■ **ABOUT THIS TASK**: Please return the records below exactly as they appear, leaving every picture out.

■ **STORED DATA**:
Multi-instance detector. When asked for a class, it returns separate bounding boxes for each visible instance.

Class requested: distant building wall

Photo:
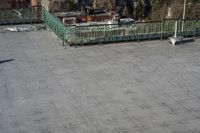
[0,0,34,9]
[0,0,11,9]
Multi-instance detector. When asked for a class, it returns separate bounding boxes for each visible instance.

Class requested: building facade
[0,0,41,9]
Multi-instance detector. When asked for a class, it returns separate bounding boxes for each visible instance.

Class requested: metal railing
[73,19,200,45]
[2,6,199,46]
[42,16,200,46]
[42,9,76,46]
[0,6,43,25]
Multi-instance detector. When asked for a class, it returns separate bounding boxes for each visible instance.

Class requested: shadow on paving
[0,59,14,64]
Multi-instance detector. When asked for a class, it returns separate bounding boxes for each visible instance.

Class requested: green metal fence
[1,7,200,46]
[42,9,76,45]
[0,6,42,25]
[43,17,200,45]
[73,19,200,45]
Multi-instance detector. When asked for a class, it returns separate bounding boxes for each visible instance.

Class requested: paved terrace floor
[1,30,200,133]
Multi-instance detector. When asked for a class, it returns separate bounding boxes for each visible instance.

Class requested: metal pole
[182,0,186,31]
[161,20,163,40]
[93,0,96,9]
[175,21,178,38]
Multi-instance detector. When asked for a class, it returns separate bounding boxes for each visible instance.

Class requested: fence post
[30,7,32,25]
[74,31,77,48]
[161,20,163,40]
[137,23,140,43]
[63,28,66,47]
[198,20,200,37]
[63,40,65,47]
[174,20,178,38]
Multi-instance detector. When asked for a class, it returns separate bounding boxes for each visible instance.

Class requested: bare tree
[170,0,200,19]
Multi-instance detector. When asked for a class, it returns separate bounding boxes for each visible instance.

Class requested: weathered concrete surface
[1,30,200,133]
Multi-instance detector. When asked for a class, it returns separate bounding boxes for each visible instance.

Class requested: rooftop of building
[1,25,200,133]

■ **RESULT OF THE EXERCISE**:
Multi-instance detector. When asked for a class, it returns separate bounding boxes for each visible instance.

Class requested: distant building wall

Photo:
[0,0,34,9]
[0,0,11,9]
Multi-instance detector. When asked for a class, it returns separate bounding boxes for each visible instance.

Class requested: building facade
[0,0,41,9]
Multi-instance detector. When asked for a class, it returns separate bounding boxes for each visible instance.

Class requested: metal railing
[73,19,200,45]
[2,6,199,46]
[42,16,200,46]
[42,9,76,46]
[0,6,43,25]
Multi-instance detector. When asked for a class, it returns separate bounding boxes for each visible instance.

Class requested: shadow on paving
[0,59,14,64]
Multi-instance detector. When asked for a class, it returns separate bounding boxes for each visible instance.

Class requested: green metal fence
[1,7,200,46]
[42,9,76,45]
[0,6,42,25]
[43,17,200,45]
[73,19,200,45]
Multi-instance detector. When asked for a class, it returns separate bounding boxes for each visible instance.

Class requested: paved terrace floor
[1,30,200,133]
Multi-instance detector. When asked for a class, it returns separate bounding boxes for each visible instance.

Class requested: metal pole
[182,0,186,31]
[161,20,163,40]
[93,0,96,9]
[175,21,178,38]
Multi-instance detector. When asked for a class, it returns separate bounding boxes for each visible instance.

Class requested: fence post
[30,7,32,25]
[74,31,77,48]
[161,20,163,40]
[137,23,140,43]
[63,28,66,47]
[198,20,200,37]
[63,40,65,47]
[174,20,178,38]
Multi-instance detector. When asked for a class, it returns separate bounding boxes for each visible instance.

Class requested: bare tree
[170,0,200,19]
Multi-instance detector. When asked for a class, it returns separate bounding boxes for each visible instance.

Class requested: weathered concrete surface
[1,30,200,133]
Multi-instance detector. When asked for a class, it returns separate bounding boxes for each visible instance.

Class requested: rooftop of building
[1,25,200,133]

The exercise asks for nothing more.